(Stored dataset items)
— START —

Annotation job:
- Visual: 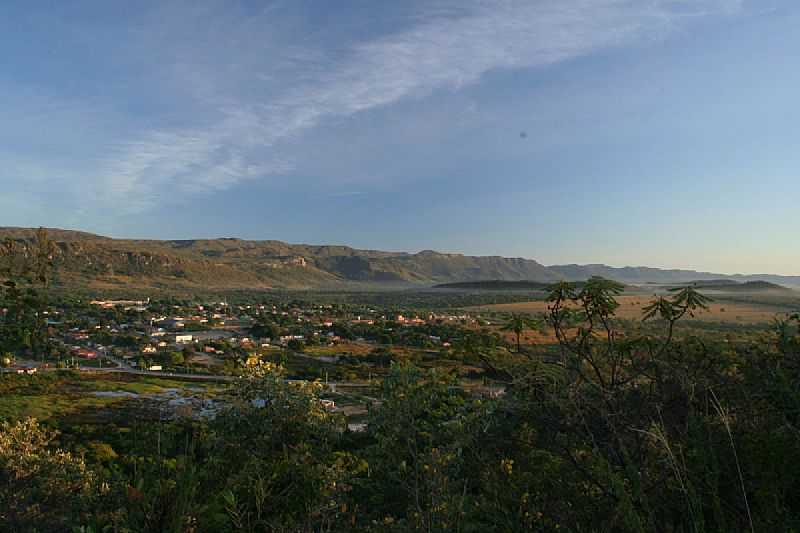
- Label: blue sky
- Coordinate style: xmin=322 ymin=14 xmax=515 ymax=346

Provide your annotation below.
xmin=0 ymin=0 xmax=800 ymax=274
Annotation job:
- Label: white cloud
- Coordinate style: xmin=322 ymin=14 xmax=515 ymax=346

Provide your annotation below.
xmin=98 ymin=0 xmax=739 ymax=211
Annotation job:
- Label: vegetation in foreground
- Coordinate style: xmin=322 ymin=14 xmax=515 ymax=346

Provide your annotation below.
xmin=0 ymin=279 xmax=800 ymax=532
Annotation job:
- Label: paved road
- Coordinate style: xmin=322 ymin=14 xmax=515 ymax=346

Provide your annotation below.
xmin=0 ymin=363 xmax=373 ymax=388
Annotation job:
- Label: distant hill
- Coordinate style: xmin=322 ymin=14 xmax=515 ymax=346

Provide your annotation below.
xmin=0 ymin=228 xmax=800 ymax=290
xmin=676 ymin=280 xmax=791 ymax=292
xmin=547 ymin=264 xmax=800 ymax=287
xmin=0 ymin=228 xmax=559 ymax=289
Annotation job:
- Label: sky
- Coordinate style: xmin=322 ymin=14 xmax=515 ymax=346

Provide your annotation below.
xmin=0 ymin=0 xmax=800 ymax=275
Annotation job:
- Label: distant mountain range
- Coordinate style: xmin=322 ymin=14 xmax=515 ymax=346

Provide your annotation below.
xmin=0 ymin=228 xmax=800 ymax=290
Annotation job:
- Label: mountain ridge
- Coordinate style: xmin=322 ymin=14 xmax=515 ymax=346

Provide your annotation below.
xmin=0 ymin=227 xmax=800 ymax=289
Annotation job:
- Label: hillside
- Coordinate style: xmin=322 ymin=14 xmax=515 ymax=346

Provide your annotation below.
xmin=0 ymin=228 xmax=558 ymax=289
xmin=0 ymin=228 xmax=800 ymax=290
xmin=547 ymin=264 xmax=800 ymax=287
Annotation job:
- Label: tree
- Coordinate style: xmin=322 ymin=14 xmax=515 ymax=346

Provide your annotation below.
xmin=0 ymin=418 xmax=100 ymax=531
xmin=500 ymin=313 xmax=540 ymax=353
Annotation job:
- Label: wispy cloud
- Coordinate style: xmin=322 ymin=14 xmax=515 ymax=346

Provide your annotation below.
xmin=97 ymin=0 xmax=740 ymax=211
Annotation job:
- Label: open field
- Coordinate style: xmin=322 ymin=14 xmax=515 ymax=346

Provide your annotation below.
xmin=468 ymin=294 xmax=800 ymax=324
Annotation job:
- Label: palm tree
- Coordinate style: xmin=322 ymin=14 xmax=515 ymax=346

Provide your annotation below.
xmin=500 ymin=313 xmax=539 ymax=353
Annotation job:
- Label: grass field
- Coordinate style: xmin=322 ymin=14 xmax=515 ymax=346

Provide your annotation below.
xmin=0 ymin=372 xmax=220 ymax=420
xmin=469 ymin=295 xmax=789 ymax=324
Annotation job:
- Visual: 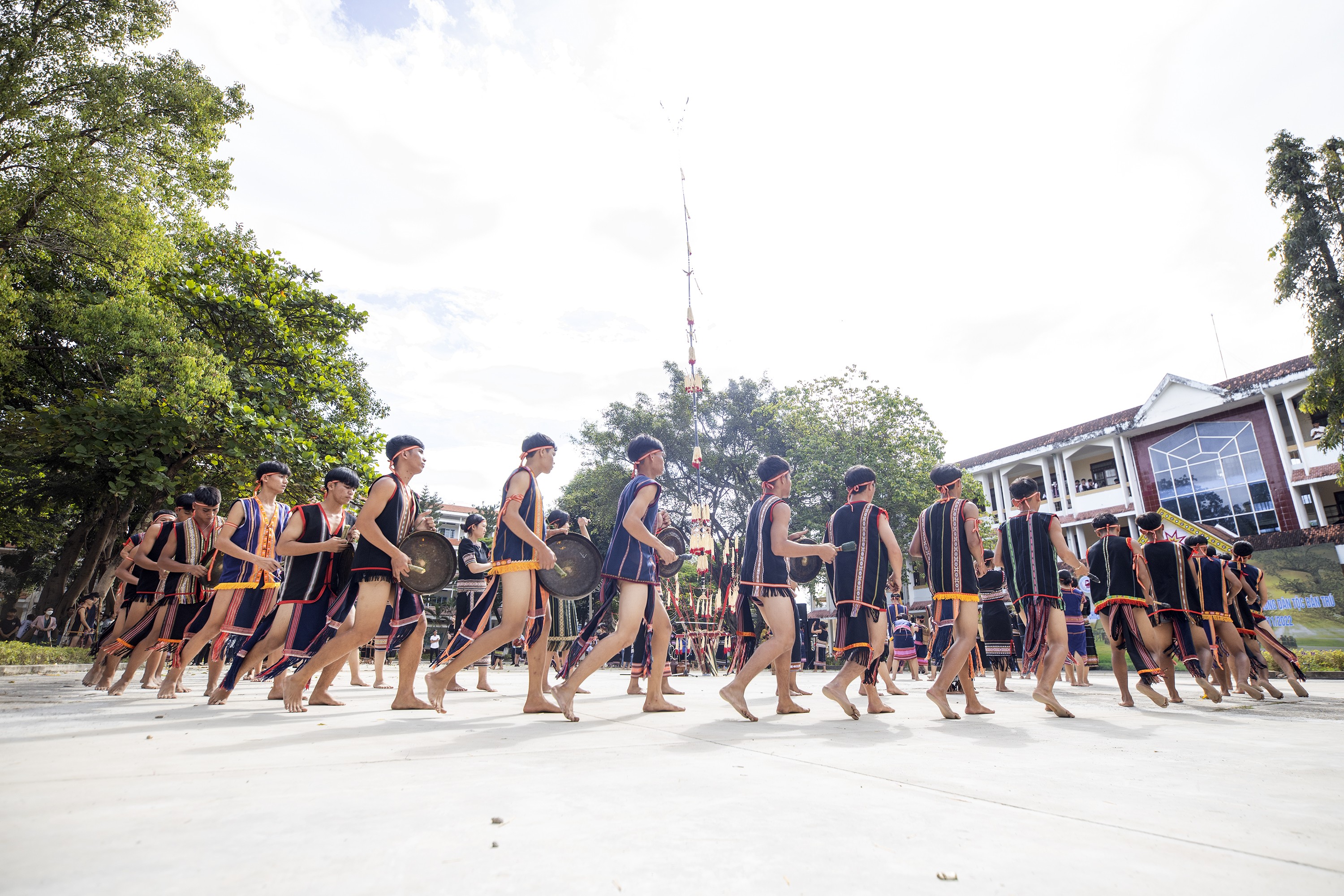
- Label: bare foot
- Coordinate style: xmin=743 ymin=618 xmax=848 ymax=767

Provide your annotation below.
xmin=644 ymin=700 xmax=683 ymax=712
xmin=285 ymin=676 xmax=308 ymax=712
xmin=425 ymin=672 xmax=452 ymax=712
xmin=719 ymin=688 xmax=758 ymax=721
xmin=1140 ymin=681 xmax=1168 ymax=709
xmin=551 ymin=685 xmax=579 ymax=721
xmin=523 ymin=697 xmax=560 ymax=715
xmin=821 ymin=685 xmax=859 ymax=719
xmin=925 ymin=688 xmax=961 ymax=719
xmin=1031 ymin=688 xmax=1074 ymax=719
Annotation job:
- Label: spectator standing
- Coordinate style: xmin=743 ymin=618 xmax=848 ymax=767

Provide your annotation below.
xmin=0 ymin=610 xmax=22 ymax=641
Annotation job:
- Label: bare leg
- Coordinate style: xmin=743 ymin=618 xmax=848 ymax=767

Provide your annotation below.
xmin=285 ymin=582 xmax=392 ymax=712
xmin=1031 ymin=607 xmax=1074 ymax=719
xmin=1214 ymin=622 xmax=1265 ymax=700
xmin=719 ymin=595 xmax=801 ymax=721
xmin=103 ymin=606 xmax=168 ymax=697
xmin=632 ymin=598 xmax=685 ymax=712
xmin=925 ymin=603 xmax=980 ymax=719
xmin=308 ymin=651 xmax=347 ymax=706
xmin=347 ymin=647 xmax=368 ymax=688
xmin=392 ymin=614 xmax=430 ymax=709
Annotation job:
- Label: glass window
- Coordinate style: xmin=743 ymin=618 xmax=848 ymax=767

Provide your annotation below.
xmin=1148 ymin=421 xmax=1278 ymax=534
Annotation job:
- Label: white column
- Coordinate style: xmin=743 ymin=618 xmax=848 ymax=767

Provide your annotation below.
xmin=1281 ymin=390 xmax=1306 ymax=457
xmin=1059 ymin=451 xmax=1078 ymax=504
xmin=1110 ymin=435 xmax=1133 ymax=506
xmin=1036 ymin=455 xmax=1055 ymax=510
xmin=1050 ymin=451 xmax=1074 ymax=510
xmin=1118 ymin=435 xmax=1148 ymax=513
xmin=1261 ymin=392 xmax=1309 ymax=529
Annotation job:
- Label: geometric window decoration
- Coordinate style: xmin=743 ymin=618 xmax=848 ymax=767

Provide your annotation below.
xmin=1148 ymin=421 xmax=1278 ymax=536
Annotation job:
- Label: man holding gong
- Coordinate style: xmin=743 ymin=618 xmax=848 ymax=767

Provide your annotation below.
xmin=551 ymin=434 xmax=685 ymax=721
xmin=284 ymin=435 xmax=434 ymax=712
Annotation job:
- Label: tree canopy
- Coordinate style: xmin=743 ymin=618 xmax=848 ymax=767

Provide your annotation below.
xmin=1265 ymin=130 xmax=1344 ymax=467
xmin=559 ymin=362 xmax=984 ymax=599
xmin=0 ymin=0 xmax=384 ymax=606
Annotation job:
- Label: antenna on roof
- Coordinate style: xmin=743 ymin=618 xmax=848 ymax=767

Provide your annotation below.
xmin=1208 ymin=314 xmax=1231 ymax=380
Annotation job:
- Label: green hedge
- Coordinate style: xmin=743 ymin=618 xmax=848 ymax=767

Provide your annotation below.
xmin=0 ymin=641 xmax=93 ymax=666
xmin=1297 ymin=650 xmax=1344 ymax=672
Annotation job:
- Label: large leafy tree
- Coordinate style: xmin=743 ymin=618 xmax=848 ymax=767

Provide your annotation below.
xmin=1265 ymin=130 xmax=1344 ymax=470
xmin=0 ymin=0 xmax=383 ymax=618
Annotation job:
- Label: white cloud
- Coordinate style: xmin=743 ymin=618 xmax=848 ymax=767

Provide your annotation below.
xmin=161 ymin=0 xmax=1344 ymax=501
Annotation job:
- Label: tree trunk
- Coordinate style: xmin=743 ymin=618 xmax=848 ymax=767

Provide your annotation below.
xmin=56 ymin=497 xmax=134 ymax=614
xmin=32 ymin=513 xmax=98 ymax=612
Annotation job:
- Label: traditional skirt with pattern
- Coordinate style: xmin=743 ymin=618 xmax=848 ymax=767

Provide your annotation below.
xmin=430 ymin=572 xmax=551 ymax=669
xmin=560 ymin=575 xmax=667 ymax=678
xmin=980 ymin=599 xmax=1017 ymax=670
xmin=728 ymin=582 xmax=790 ymax=674
xmin=1101 ymin=600 xmax=1167 ymax=685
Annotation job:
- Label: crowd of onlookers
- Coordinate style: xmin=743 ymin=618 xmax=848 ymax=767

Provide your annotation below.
xmin=0 ymin=595 xmax=98 ymax=647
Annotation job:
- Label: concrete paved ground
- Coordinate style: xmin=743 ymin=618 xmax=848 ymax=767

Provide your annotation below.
xmin=0 ymin=670 xmax=1344 ymax=896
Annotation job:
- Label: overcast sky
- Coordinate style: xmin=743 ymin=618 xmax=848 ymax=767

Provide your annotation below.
xmin=159 ymin=0 xmax=1344 ymax=502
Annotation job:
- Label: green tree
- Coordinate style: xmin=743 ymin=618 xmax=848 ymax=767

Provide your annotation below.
xmin=0 ymin=0 xmax=251 ymax=276
xmin=1265 ymin=130 xmax=1344 ymax=470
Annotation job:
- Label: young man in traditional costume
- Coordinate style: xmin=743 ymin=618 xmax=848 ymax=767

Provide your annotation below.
xmin=108 ymin=485 xmax=223 ymax=696
xmin=719 ymin=454 xmax=836 ymax=721
xmin=1227 ymin=541 xmax=1308 ymax=700
xmin=551 ymin=434 xmax=688 ymax=721
xmin=1087 ymin=513 xmax=1168 ymax=706
xmin=1185 ymin=534 xmax=1265 ymax=700
xmin=284 ymin=435 xmax=434 ymax=712
xmin=159 ymin=461 xmax=289 ymax=700
xmin=94 ymin=491 xmax=196 ymax=690
xmin=435 ymin=513 xmax=495 ymax=690
xmin=910 ymin=463 xmax=993 ymax=719
xmin=210 ymin=466 xmax=359 ymax=706
xmin=976 ymin=551 xmax=1017 ymax=693
xmin=995 ymin=475 xmax=1087 ymax=719
xmin=1059 ymin=569 xmax=1091 ymax=688
xmin=821 ymin=466 xmax=902 ymax=719
xmin=1136 ymin=513 xmax=1223 ymax=702
xmin=425 ymin=433 xmax=560 ymax=713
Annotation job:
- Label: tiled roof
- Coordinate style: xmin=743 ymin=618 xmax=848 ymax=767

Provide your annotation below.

— END —

> _WHAT IS REQUIRED_:
Pick out each line of the listing above that contains the word "window" and copy those lines.

> _ANSWER TO THIS PROBLEM_:
- Label: glass window
- Label: geometric window decoration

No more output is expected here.